■ TASKS FOR THIS EXERCISE ■
(a) In the forum thread about bonding gas piping and CSST, which NFGC section is cited to support black pipe being considered ground when connected to a gas appliance?
(b) Can you rewrite the paragraph in the forum thread on bonding gas piping and CSST that begins "Maybe I'm missing something" in a shorter form that keeps its main facts?
(c) Will you write the next part of the forum thread on bonding gas piping and CSST, picking up right after its last line?
#### TEXT PROVIDED
# Fac sheet very informative bonding gas and csst



## PLUMBER_BILL (Oct 23, 2009)

CLICK ON THIS

https://www.aga.org/building-codes-and-standards-news/electrical-bonding-gas-piping-systems

WHEN IT OPENS THERE IS A BLUE OR GREEN LINK JUST UNDER THE PARAGRAPH CLICK ON THAT IT WILL TAKE YOU TOO THE FAQ SHEET ...

PRINT THE SHEET ...


----------



## plumbdrum (Nov 30, 2013)

It's your job to make sure it's bonded, not how it's bonded. We are plumber/gas fitters , not electricians.


----------



## plbgbiz (Aug 27, 2010)

plumbdrum said:


> It's your job to make sure it's bonded, not how it's bonded. We are plumber/gas fitters , not electricians.


The man who knows "how" will always have a job.
The man who knows "why" will always be his boss.
The man who knows "how & why" employs the other two.

Good read Mr. Bill.


----------



## ShtRnsdownhill (Jan 13, 2016)

just another reason not to use csst piping, black pipe is considered ground when it is connected to any gas appliance..as per 7.13.1 nfgc...


----------



## plbgbiz (Aug 27, 2010)

ShtRnsdownhill said:


> just another reason not to use csst piping, black pipe is considered ground when it is connected to any gas appliance..as per 7.13.1 nfgc...


That's what I got out of it as well.

Stay the **** away from CSST!


----------



## rwh (Dec 17, 2014)

Thanks for the information Bill


----------



## Michaelcookplum (May 1, 2011)

Maybe I'm missing something but what's the big deal about not using csst? It's faster, less joints, manifold system, and if it's bonded properly it is safe. At least as safe as anything else bonded. I don't do the bonding in new construction and sounds like most of you in here don't do it either so it's not like an extra step WE have to do. Trust me I believe black iron is makes a better ridged job and is more professional. I just don't see where the strong hate comes from


Sent from my iPhone using Tapatalk


----------



## plbgbiz (Aug 27, 2010)

Michaelcookplum said:


> Maybe I'm missing something but what's the big deal about not using csst?...


 Lightning.


----------



## Snowyman800 (Jan 7, 2016)

But FlashShield!! Although we've got one of those nifty MegaPress guns now, which I've only used on a few jobs and never an entire job before either. But what all of this means I won't be able to use my Ridgid 2' aluminum anymore.


----------



## plbgbiz (Aug 27, 2010)

Snowyman800 said:


> But FlashShield!! Although we've got one of those nifty MegaPress guns now, which I've only used on a few jobs and never an entire job before either. But what all of this means I won't be able to use my Ridgid 2' aluminum anymore.
########
#### GIVEN ENTRIES
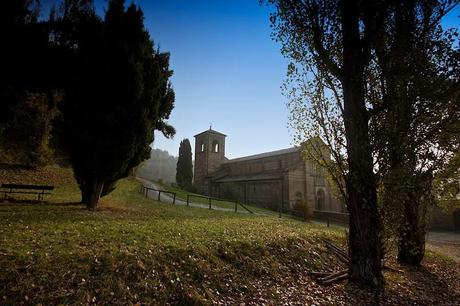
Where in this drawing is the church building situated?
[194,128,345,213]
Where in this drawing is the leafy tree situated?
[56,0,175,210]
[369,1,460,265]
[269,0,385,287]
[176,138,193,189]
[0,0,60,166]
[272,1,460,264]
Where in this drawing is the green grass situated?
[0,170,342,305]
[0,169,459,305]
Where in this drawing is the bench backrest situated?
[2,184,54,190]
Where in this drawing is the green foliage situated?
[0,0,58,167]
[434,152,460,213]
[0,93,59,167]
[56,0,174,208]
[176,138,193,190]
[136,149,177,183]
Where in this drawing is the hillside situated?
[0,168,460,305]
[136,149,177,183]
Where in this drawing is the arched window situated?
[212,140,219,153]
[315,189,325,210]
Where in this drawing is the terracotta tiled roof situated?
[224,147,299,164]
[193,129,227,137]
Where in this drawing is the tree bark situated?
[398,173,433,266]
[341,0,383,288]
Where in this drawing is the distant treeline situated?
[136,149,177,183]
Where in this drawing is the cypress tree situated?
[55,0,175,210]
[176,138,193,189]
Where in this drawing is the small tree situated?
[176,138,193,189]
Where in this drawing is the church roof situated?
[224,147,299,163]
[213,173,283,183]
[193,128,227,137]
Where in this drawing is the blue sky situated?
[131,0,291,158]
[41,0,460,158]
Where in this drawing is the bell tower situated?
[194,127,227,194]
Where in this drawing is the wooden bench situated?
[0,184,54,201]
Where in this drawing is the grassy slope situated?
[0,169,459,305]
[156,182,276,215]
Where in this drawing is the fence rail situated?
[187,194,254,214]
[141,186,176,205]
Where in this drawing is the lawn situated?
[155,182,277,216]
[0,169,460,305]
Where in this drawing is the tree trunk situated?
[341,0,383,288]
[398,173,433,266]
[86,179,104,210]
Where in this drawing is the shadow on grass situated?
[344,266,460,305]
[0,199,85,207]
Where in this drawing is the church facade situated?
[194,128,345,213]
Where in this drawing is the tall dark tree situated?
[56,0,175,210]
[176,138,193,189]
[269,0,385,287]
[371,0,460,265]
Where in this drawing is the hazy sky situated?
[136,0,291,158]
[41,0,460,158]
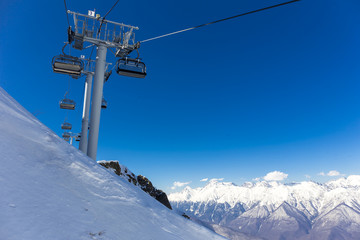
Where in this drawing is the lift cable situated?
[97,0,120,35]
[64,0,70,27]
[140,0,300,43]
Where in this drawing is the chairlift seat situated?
########
#### GIVEN ENTRIES
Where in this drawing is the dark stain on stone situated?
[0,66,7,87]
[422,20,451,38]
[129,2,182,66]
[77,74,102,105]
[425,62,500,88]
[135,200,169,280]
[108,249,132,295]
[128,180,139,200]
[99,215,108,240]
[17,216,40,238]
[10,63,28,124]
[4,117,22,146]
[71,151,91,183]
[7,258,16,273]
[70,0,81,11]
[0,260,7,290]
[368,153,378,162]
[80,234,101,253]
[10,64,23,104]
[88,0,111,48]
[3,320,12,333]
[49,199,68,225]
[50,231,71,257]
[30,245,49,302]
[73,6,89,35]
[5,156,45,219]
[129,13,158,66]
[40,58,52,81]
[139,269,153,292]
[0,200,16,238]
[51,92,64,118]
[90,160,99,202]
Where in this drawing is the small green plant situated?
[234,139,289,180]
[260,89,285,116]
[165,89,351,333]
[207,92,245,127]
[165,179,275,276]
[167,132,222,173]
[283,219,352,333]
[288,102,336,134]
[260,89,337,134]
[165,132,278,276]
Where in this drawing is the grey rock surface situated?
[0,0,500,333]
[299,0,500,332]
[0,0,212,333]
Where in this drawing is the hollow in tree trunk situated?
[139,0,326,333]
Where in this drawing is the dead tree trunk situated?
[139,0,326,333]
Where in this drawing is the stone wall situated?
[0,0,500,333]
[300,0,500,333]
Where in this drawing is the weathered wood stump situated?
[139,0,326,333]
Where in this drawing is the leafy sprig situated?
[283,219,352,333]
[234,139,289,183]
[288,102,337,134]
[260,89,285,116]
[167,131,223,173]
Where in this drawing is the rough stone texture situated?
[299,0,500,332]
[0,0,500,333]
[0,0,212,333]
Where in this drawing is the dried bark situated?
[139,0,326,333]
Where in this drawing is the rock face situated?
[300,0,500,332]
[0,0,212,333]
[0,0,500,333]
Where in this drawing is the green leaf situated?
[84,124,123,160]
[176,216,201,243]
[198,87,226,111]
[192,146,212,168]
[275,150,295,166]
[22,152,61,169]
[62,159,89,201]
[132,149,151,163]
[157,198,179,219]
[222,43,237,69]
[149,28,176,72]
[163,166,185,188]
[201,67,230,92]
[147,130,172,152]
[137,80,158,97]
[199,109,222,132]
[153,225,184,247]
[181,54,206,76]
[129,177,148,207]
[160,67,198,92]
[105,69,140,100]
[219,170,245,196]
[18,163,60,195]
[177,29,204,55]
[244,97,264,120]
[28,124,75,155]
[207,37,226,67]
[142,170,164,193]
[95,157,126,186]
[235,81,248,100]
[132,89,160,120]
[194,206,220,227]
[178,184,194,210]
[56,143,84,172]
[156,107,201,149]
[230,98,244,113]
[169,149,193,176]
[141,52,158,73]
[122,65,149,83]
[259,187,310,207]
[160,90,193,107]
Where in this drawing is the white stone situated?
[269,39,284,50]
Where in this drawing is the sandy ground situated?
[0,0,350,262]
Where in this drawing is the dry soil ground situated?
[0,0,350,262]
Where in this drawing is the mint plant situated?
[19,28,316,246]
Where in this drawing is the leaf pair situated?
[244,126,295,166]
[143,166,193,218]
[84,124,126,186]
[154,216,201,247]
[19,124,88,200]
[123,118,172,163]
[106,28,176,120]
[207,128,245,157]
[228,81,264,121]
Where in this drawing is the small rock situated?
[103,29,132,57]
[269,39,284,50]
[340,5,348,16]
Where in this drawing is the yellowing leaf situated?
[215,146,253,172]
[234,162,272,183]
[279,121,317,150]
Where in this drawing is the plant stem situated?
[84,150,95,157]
########
■ RESPONSES ■
(a) Section 7.13.1 of the NFGC.

(b) The poster asks why CSST draws so much objection, since it is faster, has fewer joints, uses a manifold system, and is as safe as anything else bonded if bonded properly. The poster doesn't do bonding in new construction and thinks most others here don't either, so it adds no step for plumbers. The poster agrees that black iron makes a more rigid, professional job but doesn't see where the strong dislike comes from.

(c)
I wouldn't have that flash shield crap up my arse if I had room for the Empire State Building.


----------



## Snowyman800 (Jan 7, 2016)

plbgbiz said:


> I wouldn't have that flash shield crap up my arse if I had room for the Empire State Building.


Hey, I'm just the guy working for the boss-man. When I started, it was maybe at the end of my second year before we actually broke out the pipe machine and did a whole job in steel pipe. I like running steel, much more satisfying end product. There's no real way to make FlashShield look pretty running through walls and it definitely has a higher risk.


----------



## plbgbiz (Aug 27, 2010)

Snowyman800 said:


> Hey, I'm just the guy working for the boss-man. When I started, it was maybe at the end of my second year before we actually broke out the pipe machine and did a whole job in steel pipe. I like running steel, much more satisfying end product. There's no real way to make FlashShield look pretty running through walls and it definitely has a higher risk.


Not coming down on you Snowyman. Just my view on the product. You do have to work with what your employer mandates.


----------



## Debo22 (Feb 15, 2015)

Funny that it's the ad at the top of the page


----------



## Snowyman800 (Jan 7, 2016)

Debo22 said:


> Funny that it's the ad at the top of the page


Because "they" KNOW. I like the "certification process" you have to go through for FlashShield. It seems they try to take as much liability as they possibly can off of themselves, considering all the problems they had with the original GasTite. But on the bright side, they send you a legit book for their installation practices when you do go through their process.


----------



## Hartnett (Feb 12, 2016)

Aside from lightning strikes is that the only reason to not use csst? In the city where I mostly work out of it's allowed in limited use with permission from the local inspector.


----------



## ShtRnsdownhill (Jan 13, 2016)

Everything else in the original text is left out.